THE RECORDS section start

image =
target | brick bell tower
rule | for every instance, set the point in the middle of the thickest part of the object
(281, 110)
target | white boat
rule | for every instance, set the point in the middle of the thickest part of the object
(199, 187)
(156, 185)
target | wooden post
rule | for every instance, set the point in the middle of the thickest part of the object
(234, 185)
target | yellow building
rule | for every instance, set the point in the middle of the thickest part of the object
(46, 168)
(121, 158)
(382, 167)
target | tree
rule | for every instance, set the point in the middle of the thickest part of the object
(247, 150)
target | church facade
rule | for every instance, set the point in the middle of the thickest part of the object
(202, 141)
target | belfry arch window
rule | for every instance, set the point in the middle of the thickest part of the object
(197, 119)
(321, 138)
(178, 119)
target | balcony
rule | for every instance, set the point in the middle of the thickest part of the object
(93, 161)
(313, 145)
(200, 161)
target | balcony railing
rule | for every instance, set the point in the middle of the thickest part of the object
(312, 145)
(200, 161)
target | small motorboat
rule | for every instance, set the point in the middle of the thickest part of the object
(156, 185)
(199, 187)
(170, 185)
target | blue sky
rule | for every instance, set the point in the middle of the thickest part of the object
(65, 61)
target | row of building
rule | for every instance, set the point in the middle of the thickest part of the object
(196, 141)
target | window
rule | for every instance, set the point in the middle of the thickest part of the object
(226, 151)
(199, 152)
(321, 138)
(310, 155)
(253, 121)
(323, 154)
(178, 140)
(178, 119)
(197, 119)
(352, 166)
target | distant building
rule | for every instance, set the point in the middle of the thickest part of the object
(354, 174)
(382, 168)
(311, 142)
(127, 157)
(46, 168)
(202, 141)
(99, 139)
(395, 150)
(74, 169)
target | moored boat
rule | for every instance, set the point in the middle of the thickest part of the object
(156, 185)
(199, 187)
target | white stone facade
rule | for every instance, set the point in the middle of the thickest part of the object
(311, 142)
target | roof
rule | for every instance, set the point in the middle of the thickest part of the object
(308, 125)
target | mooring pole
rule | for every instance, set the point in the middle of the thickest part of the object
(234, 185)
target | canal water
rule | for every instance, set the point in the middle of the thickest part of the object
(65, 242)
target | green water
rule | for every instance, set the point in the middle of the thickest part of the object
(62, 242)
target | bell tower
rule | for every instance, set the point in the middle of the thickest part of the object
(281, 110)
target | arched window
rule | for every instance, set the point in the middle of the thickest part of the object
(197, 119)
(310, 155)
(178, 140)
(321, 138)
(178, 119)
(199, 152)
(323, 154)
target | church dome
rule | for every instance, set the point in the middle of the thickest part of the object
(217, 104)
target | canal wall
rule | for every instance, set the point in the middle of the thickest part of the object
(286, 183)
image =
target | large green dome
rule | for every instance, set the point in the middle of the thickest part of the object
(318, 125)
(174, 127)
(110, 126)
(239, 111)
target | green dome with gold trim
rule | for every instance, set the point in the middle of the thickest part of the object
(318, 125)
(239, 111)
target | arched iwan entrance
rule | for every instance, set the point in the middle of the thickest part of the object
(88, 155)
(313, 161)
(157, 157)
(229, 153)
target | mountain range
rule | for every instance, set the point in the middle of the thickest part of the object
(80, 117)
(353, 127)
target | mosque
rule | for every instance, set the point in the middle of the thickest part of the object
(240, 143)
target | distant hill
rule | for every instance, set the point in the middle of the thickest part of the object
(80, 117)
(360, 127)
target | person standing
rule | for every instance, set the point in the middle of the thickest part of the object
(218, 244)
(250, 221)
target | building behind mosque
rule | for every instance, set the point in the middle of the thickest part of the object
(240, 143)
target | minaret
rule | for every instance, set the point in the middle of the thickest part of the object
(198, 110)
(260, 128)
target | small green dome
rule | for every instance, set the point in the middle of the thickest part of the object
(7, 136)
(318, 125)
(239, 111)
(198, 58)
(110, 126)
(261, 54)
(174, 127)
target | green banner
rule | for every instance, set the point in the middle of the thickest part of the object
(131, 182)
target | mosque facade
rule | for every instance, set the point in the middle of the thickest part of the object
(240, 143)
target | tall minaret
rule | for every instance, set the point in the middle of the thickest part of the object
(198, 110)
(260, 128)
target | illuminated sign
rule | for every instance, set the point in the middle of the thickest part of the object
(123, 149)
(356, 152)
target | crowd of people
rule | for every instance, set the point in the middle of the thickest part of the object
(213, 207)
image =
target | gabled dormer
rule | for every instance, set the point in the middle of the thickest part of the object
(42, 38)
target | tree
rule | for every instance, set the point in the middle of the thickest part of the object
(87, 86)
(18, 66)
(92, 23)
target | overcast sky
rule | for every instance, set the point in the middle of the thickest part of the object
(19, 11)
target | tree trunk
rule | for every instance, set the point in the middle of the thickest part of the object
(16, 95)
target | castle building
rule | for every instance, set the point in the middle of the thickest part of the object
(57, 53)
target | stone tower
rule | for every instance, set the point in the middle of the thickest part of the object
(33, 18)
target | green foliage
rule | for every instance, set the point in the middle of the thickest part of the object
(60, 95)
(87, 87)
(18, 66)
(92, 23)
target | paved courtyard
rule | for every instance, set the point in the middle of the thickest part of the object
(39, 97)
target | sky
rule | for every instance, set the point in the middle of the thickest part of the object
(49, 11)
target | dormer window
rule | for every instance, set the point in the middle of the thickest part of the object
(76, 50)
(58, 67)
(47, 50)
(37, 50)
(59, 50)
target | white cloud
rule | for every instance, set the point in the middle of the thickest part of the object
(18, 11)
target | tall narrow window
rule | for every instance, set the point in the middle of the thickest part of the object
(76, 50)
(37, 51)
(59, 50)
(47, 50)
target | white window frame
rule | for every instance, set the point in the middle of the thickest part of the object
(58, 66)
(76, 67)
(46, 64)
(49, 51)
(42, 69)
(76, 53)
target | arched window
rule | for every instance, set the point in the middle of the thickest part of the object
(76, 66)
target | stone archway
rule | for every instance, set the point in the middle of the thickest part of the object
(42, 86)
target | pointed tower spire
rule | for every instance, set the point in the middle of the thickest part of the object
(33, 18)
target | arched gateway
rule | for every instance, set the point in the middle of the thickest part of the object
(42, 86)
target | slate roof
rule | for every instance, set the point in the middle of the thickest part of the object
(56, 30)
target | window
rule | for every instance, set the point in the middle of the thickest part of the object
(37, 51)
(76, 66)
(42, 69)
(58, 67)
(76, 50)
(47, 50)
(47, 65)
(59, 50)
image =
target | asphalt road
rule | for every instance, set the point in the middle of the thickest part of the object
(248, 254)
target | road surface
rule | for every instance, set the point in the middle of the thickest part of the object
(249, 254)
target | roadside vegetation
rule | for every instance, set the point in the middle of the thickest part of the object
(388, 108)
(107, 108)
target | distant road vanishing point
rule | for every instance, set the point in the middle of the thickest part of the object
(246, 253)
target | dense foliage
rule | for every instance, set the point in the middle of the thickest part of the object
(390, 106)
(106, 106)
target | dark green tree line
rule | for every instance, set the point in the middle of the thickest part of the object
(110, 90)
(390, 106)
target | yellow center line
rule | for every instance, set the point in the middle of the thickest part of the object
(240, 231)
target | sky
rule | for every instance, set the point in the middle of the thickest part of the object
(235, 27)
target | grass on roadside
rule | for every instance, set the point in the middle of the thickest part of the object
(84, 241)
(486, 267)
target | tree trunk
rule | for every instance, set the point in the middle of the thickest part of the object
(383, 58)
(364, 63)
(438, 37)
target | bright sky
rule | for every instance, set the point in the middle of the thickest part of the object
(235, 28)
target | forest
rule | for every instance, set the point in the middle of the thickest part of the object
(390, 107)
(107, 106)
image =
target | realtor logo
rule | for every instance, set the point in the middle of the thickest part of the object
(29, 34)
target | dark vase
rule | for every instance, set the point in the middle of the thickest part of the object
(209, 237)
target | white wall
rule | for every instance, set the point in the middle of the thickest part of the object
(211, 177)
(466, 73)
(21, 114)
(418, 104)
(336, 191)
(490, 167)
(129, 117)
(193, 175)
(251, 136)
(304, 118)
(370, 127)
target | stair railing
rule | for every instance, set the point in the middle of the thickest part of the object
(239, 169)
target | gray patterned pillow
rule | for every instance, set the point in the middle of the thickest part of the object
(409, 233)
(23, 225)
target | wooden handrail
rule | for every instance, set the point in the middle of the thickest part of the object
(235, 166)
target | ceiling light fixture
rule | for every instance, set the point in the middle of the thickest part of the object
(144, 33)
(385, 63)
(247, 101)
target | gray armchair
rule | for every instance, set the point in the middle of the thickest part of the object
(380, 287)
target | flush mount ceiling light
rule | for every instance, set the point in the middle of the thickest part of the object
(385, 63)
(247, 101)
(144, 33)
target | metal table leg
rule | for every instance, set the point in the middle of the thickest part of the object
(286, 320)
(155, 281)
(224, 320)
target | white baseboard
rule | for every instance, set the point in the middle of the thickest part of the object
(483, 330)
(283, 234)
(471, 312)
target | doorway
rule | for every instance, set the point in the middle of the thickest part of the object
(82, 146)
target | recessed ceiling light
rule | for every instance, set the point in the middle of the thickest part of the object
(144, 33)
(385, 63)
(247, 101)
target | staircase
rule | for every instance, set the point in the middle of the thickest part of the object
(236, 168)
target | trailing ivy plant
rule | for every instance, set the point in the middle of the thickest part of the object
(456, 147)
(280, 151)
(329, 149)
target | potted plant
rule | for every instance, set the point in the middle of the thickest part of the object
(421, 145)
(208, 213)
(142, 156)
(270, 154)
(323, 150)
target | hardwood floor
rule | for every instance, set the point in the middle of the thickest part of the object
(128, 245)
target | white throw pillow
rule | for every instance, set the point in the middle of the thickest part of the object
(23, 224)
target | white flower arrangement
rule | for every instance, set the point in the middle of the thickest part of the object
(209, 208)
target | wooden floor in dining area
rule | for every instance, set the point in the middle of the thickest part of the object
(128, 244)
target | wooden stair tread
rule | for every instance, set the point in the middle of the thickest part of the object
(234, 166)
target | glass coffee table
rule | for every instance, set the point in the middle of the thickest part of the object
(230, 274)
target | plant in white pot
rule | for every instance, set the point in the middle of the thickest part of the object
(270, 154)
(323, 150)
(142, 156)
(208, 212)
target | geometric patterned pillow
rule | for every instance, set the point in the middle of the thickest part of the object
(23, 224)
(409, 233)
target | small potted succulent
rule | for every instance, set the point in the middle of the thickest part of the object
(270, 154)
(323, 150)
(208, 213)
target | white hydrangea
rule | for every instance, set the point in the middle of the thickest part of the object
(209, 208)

THE RECORDS section end

Lines after the one containing "target | belfry arch window" are left out; every line from the start of the entries through that line is restated word for word.

REPLY TO THE TASK:
image =
target | brick bell tower
rule | for every instance, set the point in the middle of the thickest part of the object
(281, 110)
target | white boat
rule | for every instance, set the point in the middle of the thickest part of the object
(199, 187)
(156, 185)
target | wooden post
rule | for every instance, set the point in the middle of the thickest part of the object
(234, 185)
target | yellow building
rule | for every instance, set the point in the middle of the thickest part of the object
(46, 168)
(121, 158)
(382, 167)
target | tree
rule | for every instance, set the point in the middle of the thickest part of the object
(247, 150)
target | church facade
rule | for every instance, set the point in the middle of the thickest part of the object
(202, 141)
target | belfry arch window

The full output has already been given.